• DATA SUPPLIED:
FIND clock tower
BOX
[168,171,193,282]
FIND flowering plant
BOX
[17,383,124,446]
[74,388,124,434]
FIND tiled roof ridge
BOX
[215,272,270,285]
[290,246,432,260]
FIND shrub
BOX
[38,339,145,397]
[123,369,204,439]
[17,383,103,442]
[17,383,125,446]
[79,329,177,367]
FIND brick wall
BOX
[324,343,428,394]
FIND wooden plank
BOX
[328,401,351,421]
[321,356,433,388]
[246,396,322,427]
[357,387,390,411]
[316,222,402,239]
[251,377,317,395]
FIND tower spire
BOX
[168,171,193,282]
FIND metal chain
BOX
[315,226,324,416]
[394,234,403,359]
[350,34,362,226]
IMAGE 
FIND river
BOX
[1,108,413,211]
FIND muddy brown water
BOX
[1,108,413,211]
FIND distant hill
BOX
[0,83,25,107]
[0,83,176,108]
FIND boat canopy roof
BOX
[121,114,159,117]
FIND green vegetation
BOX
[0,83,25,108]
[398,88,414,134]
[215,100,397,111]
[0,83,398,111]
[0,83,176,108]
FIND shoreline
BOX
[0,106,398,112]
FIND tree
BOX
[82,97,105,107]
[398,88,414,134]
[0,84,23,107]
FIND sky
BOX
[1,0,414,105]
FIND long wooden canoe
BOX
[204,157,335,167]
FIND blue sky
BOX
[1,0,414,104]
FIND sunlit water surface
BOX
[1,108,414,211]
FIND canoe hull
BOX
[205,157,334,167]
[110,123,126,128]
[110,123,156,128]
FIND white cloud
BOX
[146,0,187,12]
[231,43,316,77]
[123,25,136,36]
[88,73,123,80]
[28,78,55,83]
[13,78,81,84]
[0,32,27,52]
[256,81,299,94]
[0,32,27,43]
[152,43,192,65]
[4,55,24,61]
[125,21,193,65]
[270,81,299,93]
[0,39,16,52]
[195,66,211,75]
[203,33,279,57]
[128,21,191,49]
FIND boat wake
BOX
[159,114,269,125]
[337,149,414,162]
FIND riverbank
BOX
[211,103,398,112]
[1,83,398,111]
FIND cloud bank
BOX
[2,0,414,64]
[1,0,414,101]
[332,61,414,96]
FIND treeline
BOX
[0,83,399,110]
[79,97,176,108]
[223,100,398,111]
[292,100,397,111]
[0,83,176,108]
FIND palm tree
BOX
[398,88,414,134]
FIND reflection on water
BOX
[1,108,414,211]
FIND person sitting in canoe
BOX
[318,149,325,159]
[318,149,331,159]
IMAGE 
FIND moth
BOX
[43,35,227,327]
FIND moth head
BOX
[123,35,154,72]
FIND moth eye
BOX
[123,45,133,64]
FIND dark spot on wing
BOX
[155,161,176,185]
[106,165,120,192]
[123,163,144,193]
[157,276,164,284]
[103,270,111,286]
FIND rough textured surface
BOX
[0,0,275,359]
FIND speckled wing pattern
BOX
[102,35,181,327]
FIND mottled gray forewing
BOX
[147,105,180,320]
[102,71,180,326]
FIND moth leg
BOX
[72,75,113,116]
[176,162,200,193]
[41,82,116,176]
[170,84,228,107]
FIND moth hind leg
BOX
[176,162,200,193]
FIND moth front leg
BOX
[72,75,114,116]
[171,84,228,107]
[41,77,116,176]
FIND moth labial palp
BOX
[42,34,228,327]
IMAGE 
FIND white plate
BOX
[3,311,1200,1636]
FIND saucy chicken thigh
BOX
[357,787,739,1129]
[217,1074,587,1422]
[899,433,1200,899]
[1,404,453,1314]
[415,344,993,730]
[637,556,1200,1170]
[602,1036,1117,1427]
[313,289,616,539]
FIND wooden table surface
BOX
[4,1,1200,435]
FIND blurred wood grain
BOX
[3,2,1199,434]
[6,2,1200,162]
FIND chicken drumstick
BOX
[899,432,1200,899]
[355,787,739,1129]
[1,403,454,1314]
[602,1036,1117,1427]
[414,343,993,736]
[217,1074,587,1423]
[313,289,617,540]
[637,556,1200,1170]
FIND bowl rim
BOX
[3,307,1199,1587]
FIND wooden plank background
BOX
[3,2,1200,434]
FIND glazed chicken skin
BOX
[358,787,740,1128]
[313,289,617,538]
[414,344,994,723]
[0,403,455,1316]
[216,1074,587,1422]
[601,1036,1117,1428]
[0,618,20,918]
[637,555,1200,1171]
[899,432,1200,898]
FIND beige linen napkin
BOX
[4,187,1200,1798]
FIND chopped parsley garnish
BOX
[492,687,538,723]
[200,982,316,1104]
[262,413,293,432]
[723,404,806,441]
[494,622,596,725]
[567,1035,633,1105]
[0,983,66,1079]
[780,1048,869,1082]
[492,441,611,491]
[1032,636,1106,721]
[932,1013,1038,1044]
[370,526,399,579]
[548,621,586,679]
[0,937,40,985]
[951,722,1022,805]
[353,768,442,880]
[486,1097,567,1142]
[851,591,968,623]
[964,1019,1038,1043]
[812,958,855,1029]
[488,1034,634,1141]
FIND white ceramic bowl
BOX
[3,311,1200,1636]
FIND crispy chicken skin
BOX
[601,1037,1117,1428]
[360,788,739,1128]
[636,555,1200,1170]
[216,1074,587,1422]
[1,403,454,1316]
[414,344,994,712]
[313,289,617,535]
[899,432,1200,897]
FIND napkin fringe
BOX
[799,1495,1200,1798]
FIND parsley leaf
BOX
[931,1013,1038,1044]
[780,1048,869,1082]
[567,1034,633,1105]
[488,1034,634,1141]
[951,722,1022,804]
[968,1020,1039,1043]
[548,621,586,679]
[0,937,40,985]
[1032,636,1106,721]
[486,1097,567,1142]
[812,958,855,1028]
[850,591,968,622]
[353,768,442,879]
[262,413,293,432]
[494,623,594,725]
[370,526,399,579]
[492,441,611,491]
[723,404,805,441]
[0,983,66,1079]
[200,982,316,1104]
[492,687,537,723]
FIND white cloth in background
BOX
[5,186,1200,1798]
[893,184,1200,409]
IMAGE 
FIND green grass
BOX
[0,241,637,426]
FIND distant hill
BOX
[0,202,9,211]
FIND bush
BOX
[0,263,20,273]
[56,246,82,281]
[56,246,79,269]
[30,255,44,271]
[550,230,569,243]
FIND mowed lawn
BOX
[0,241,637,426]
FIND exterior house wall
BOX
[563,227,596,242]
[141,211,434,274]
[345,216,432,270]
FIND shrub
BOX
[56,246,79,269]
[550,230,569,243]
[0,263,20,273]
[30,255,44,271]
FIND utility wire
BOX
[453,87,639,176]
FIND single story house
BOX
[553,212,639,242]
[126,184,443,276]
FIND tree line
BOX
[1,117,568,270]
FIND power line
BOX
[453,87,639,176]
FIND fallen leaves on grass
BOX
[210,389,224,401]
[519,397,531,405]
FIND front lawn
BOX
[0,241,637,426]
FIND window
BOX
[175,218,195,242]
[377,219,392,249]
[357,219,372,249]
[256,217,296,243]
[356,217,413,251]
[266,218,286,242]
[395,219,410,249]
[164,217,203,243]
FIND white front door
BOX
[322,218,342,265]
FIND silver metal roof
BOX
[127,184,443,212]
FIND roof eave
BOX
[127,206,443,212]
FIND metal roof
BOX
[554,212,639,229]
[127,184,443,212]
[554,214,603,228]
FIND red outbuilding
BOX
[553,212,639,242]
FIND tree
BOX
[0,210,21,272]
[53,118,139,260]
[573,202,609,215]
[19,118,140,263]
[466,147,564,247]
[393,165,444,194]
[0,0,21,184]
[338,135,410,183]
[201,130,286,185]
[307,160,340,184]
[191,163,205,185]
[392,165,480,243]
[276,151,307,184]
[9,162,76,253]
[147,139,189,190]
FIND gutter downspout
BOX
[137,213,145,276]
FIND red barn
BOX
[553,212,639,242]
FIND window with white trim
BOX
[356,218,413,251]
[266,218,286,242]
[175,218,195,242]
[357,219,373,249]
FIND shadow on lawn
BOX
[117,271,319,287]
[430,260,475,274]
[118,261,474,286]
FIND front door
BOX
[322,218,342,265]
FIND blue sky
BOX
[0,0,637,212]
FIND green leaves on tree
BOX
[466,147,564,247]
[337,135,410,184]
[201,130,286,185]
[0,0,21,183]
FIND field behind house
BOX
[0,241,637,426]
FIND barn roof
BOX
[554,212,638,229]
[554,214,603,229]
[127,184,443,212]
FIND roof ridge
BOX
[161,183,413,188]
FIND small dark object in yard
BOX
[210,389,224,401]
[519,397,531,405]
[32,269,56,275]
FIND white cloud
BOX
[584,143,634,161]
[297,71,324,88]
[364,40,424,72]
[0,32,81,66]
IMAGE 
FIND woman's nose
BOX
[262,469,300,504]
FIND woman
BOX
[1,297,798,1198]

• WHAT TO DO: Everything from the first line of the records through the line holding "FIND sunlit water surface" is to be transcribed exactly; leave out all other lines.

• RESULT OF THIS EXERCISE:
FIND clock tower
BOX
[168,171,193,282]
FIND flowering plant
BOX
[17,383,124,446]
[74,388,124,434]
FIND tiled roof ridge
BOX
[215,272,270,285]
[290,246,432,260]
FIND shrub
BOX
[38,339,145,397]
[123,369,204,439]
[17,383,103,442]
[17,383,125,446]
[79,329,177,367]
FIND brick wall
BOX
[324,343,428,394]
FIND wooden plank
BOX
[328,401,351,421]
[321,356,433,388]
[246,396,322,427]
[357,387,390,411]
[316,222,402,239]
[251,377,317,395]
FIND tower spire
BOX
[168,171,193,282]
FIND metal chain
BOX
[315,226,324,416]
[394,234,403,359]
[350,34,362,226]
IMAGE 
FIND river
BOX
[1,108,413,211]
FIND muddy brown water
BOX
[1,108,413,211]
FIND distant hill
BOX
[0,83,25,107]
[0,83,176,108]
FIND boat canopy roof
BOX
[121,114,159,117]
FIND green vegetation
BOX
[0,83,25,108]
[398,88,414,134]
[215,100,397,111]
[0,83,398,111]
[0,83,176,108]
FIND shoreline
BOX
[0,106,398,112]
FIND tree
BOX
[82,97,105,107]
[398,88,414,134]
[0,84,23,107]
FIND sky
BOX
[1,0,414,105]
FIND long wooden canoe
BOX
[204,157,335,167]
FIND blue sky
BOX
[1,0,414,104]
FIND sunlit water surface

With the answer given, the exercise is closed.